(What you have to do): Rewrite every item below with each "photo" replaced by "image" and nothing else changed. Leave the pictures out of your version.

(Supplied records):
· · ·
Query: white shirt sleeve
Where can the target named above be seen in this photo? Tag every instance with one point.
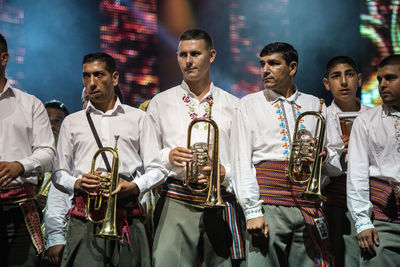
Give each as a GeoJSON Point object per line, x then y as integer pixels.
{"type": "Point", "coordinates": [243, 171]}
{"type": "Point", "coordinates": [155, 173]}
{"type": "Point", "coordinates": [43, 153]}
{"type": "Point", "coordinates": [334, 147]}
{"type": "Point", "coordinates": [54, 217]}
{"type": "Point", "coordinates": [358, 196]}
{"type": "Point", "coordinates": [62, 177]}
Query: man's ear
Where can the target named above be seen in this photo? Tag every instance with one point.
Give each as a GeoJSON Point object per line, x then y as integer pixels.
{"type": "Point", "coordinates": [4, 57]}
{"type": "Point", "coordinates": [293, 68]}
{"type": "Point", "coordinates": [115, 77]}
{"type": "Point", "coordinates": [359, 77]}
{"type": "Point", "coordinates": [213, 54]}
{"type": "Point", "coordinates": [326, 84]}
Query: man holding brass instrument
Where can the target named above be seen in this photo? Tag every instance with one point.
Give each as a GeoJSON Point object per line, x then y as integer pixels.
· · ·
(Exercise output):
Query: white shirt sleeve
Where can the target named above be seen in this image? Tag every instance with one point.
Give each as a GeoJSON Point object per line, x then y as integer pixels.
{"type": "Point", "coordinates": [243, 171]}
{"type": "Point", "coordinates": [155, 173]}
{"type": "Point", "coordinates": [43, 153]}
{"type": "Point", "coordinates": [334, 147]}
{"type": "Point", "coordinates": [54, 217]}
{"type": "Point", "coordinates": [358, 196]}
{"type": "Point", "coordinates": [62, 177]}
Query: man's ear
Where can the target named above be seen in this image? Tag every instance with one point.
Give each as a GeoJSON Point object per line, x then y as integer pixels.
{"type": "Point", "coordinates": [4, 57]}
{"type": "Point", "coordinates": [293, 68]}
{"type": "Point", "coordinates": [115, 77]}
{"type": "Point", "coordinates": [359, 77]}
{"type": "Point", "coordinates": [213, 54]}
{"type": "Point", "coordinates": [326, 84]}
Query: man holding brass instrument
Where can the target named above be seen in this image? Tag every instance with one point.
Give each as a GeoJSON Point object per line, x then y as integer pixels.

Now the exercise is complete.